## REQUIRED WORK:
Write out the full set of records below exactly.

Location identification items

begin

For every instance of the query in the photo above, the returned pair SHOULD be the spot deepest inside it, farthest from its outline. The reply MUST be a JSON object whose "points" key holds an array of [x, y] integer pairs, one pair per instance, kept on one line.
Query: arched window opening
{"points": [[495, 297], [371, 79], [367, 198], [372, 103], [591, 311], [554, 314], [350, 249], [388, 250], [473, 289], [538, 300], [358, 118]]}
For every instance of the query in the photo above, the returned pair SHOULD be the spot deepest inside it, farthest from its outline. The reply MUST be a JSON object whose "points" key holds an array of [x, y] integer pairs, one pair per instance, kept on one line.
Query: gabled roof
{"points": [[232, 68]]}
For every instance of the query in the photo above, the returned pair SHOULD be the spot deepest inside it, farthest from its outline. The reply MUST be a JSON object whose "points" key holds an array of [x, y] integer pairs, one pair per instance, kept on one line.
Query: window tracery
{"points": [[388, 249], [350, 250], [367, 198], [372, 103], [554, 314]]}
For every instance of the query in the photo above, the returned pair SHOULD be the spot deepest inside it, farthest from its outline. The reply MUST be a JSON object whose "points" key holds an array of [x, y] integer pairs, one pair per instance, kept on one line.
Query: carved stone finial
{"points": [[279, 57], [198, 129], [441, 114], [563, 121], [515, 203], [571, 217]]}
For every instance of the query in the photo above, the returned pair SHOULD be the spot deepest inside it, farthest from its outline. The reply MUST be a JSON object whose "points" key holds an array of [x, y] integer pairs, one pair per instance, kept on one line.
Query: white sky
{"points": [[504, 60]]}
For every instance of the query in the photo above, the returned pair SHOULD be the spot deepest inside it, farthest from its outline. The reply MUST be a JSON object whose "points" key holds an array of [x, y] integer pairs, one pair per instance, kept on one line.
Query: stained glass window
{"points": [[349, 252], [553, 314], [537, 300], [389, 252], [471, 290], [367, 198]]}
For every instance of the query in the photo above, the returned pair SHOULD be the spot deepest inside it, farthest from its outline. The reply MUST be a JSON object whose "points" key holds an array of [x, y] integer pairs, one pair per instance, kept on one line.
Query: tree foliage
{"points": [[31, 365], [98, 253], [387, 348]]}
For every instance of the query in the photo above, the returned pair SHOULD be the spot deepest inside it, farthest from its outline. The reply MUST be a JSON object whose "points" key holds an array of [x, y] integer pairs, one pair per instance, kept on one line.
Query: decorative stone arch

end

## FINAL RESULT:
For every instance of the query in the photo above, the returned pair SHOULD be the spot deepest inside it, farthest from its outline. The reply MUST be a JSON object whose "points" key holds an array of [x, y] integer pairs, one pair per instance, kept on one line.
Query: arched window opening
{"points": [[495, 297], [371, 79], [367, 198], [372, 103], [591, 311], [554, 314], [350, 249], [388, 250], [473, 289], [538, 300], [358, 118]]}
For every instance of the query in the photo above, the returned pair SHOULD be the spot deepest inside it, farthest from its outline. The reply MUST be a JSON object whose "points" key holds an array of [x, y] integer pairs, one pair per instance, kept on one line.
Query: gabled roof
{"points": [[232, 68]]}
For every instance of the query in the photo above, the returned pair SHOULD be the spot deepest inside it, farthest from its outline. The reply MUST be a JSON object whose "points" key holds an array of [x, y] integer pairs, one pair per instance, kept on one line.
Query: window tracery
{"points": [[388, 249], [350, 250], [367, 198], [372, 103], [554, 314]]}
For every instance of the query in the photo above, the returned pair SHOULD be the spot deepest inside it, farthest from its outline. The reply MUST be a JSON object whose "points" key holds an array of [x, y] integer pairs, one pair per instance, kept on one line.
Query: carved stone finial
{"points": [[279, 57], [198, 129], [441, 114], [563, 121], [515, 203], [571, 217]]}
For every instance of the query in the photo above, the returned pair SHOULD be the spot deepest inside it, farthest from its outline. The reply MUST be a JSON object whose "points" key holds an array of [x, y] integer pairs, one pair per instance, kept on one line.
Query: white sky
{"points": [[504, 60]]}
For every instance of the query in the photo above, the returned pair SHOULD be the spot deepest inside it, farthest from its outline. The reply MUST be a JSON object whose "points" key holds an array of [x, y] integer pairs, one pair per instance, kept on one line.
Query: stained glass window
{"points": [[349, 252], [553, 314], [537, 300], [389, 252], [471, 290], [367, 198]]}
For every instance of the query in the photo above, the returned pair SHOULD be the spot deepest inside it, farthest from its outline. The reply MUST be a JSON object whose "points" key holds an array of [x, y] integer pairs, one pair per instance, kept on one line.
Query: tree foliage
{"points": [[31, 365], [98, 253], [387, 348]]}
For every instance of the query in the photo above, the returned pair SHOULD be the spot deepest inside it, farthest from its outline. The reply MUST be a JSON object whose "points" key holds an array of [x, y] integer pairs, one pair per instance, kept on one line.
Query: decorative stone arch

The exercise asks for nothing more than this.